## SOAL 1
Menurut berita tentang PAD Disperindag Lebak, berapa besar PAD yang dibebankan kepada Disperindag Lebak berdasarkan Perda Nomor 1 tahun 2025?

## PENGGALAN TEKS
______________________________

BANTENRAYA.COM – Pendapatan Asli Daerah (PAD) Dinas Perindustrian dan Perdagangan (Disperindag) Kabupaten Lebak dari sektor pasar baru mencapai 67 persen menjelang penutupan tahun berjalan. Berdasarkan Perda Nomor 1 tahun 2025, Disperindag dibebankan untuk mendapatkan PAD sebesar Rp10 miliar. Disperindag Lebak mengakui ada banyak tantangan yang dialami sepanjang 2025 hingga target PAD itu sulit tercapai.
“Baru sekitar 67 persen di Lebak. Kalau melihat dari target, berarti ya kira-kira baru terealisasi Rp6,7 miliar. Tahun ini, ada cukup banyak dinamika yang dialami,” kata Kepala Bidang Perdagangan pada Disperindag Lebak, Yani saat dikonfirmasi di ruang kerjanya, Selasa, 23 Desember 2025.
Dalam Perda lebak itu, Yani merincikan PAD dari Pasar sendiri secara umum terbagi ke dalam beberapa jenis. Mulai dari salar harian, penyewaan kios, los dan lain-lain, serta retribusi parkir di luar badan jalan. Kendala paling dirasakan ialah dari penyewaan kios serta retribusi parkir di luar badan jalan.
Penghimpunan PAD itu sendiri berasal dari 13 pasar di seluruh Kabupaten Lebak yang saat ini aktif. Secara keseluruhan, Disperindag Lebak memiliki sekitar 1.314 lapak, 1022 kios, 233 los, 191 toko, serta 85 selter. Namun, banyak penyewa lapak dan kios kesulitan menjalankan kewajibannya untuk membayar sewa sementara beberapa diantaranya ternyata dalam kondisi kosong.
Kata Yani, kondisi saat ini sangat dipengaruhi oleh rendahnya daya beli masyarakat. “Bahkan ada pedagang yang bilang, kita mending gulung tikar saja daripada harus bayar sewa. Ya itu bukti kalau memang daya beliasih rendah,” ungkapnya.
BACA JUGA : Stok Daging dan Telur di Kabupaten Lebak Aman hingga Ramadan 2026
Selian itu, Yani mengungkapkan bahwa pendapatan terbesar rupanya berasal dari retribusi parkir di luar badan jalan yang berada di Pasar Rangkasbitung. Bahkan dari total target sebesar Rp10 miliar itu, Rp6 miliar diantaranya merupakan target yang berasal dari parkir itu. Namun saat ini, realisasi retribusi parkir di Pasar Rangkasbitung baru mencapai Rp4 miliar.

______________________________

(Entri penunjukan objek berlabel)
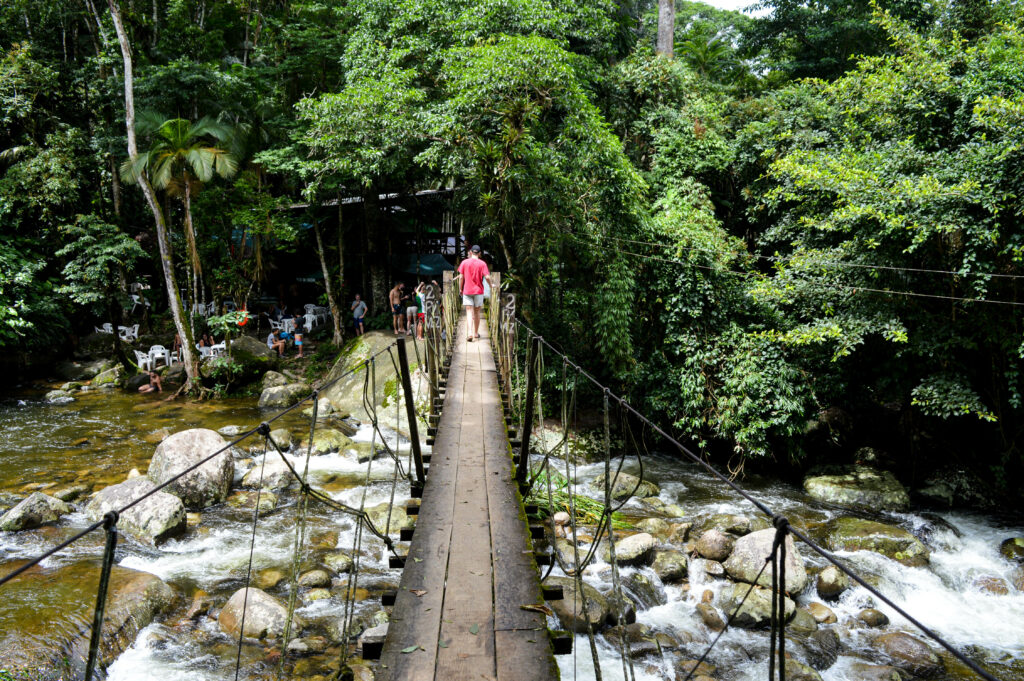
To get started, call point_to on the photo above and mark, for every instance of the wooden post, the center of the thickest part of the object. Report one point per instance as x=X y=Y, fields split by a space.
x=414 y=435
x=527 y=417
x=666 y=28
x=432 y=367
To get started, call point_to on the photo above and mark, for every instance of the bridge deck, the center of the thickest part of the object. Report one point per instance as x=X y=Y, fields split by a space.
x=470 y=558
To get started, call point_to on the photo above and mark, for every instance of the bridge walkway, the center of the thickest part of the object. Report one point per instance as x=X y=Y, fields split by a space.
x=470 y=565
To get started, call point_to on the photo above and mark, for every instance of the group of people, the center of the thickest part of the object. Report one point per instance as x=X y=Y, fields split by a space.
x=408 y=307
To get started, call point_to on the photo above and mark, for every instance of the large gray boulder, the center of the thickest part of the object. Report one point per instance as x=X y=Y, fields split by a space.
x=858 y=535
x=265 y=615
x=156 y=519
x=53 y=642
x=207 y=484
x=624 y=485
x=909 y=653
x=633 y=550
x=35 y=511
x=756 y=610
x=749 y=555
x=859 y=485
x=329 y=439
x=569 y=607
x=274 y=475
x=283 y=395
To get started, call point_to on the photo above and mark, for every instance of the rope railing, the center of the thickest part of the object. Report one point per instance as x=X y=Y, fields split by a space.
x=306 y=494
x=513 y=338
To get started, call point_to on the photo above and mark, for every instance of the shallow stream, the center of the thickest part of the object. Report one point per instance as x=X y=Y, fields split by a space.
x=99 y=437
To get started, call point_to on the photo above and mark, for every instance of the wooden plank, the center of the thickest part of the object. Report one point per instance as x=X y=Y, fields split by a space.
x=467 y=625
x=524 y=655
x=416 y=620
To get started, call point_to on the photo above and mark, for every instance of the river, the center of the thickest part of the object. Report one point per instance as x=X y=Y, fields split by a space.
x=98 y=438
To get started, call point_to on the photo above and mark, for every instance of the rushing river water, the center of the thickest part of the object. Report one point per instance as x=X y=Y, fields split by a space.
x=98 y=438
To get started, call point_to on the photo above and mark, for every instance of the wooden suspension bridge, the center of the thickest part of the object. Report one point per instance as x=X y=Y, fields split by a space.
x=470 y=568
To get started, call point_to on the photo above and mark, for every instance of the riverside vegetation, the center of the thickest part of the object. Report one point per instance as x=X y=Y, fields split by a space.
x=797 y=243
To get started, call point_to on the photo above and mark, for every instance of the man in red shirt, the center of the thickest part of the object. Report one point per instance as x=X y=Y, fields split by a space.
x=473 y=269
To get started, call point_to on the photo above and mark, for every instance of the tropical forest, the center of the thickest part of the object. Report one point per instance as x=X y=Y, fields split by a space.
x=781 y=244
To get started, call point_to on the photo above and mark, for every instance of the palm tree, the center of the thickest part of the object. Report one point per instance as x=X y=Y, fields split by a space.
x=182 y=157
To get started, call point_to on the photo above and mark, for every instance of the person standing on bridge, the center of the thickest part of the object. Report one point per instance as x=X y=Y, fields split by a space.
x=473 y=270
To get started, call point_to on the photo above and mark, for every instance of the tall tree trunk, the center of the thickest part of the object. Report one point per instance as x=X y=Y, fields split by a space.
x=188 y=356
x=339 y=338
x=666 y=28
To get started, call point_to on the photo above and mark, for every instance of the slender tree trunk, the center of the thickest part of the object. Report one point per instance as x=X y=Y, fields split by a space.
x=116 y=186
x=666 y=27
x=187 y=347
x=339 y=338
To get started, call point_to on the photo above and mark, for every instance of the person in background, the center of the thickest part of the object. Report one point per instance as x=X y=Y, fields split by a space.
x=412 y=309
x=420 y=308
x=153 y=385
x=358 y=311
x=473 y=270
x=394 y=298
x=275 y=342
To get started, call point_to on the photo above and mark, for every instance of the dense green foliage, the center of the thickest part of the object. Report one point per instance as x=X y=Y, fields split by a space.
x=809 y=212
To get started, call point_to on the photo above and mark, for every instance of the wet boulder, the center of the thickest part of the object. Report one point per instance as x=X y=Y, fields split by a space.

______________________________

## SOAL 2
Skalakan rentang daftar dari awal daftar sampai dengan baris yang memuat "x=470 y=565", kedua ujungnya termasuk: tulis ulang semua barisnya beserta permintaannya, dan kalikan setiap koordinat pada jawaban dengan 2,6 lalu bulatkan ke bilangan bulat, dengan nilai setengah dibulatkan ke atas. Jangan sertakan gambar dalam jawaban.

## JAWABAN 1
Rp10 miliar.

## JAWABAN 2
To get started, call point_to on the photo above and mark, for every instance of the wooden post, the center of the thickest part of the object. Report one point per instance as x=X y=Y, fields split by a space.
x=1076 y=1131
x=1370 y=1084
x=1732 y=73
x=1123 y=954
To get started, call point_to on the photo above and mark, for every instance of the bridge deck, the center of the thickest part of the object. Report one point per instance as x=X y=Y, fields split by a space.
x=1222 y=1451
To get started, call point_to on the photo above and mark, for every instance of the bridge walkway, the center of the thickest part of the object. Report one point per instance as x=X y=Y, fields split by a space.
x=1222 y=1469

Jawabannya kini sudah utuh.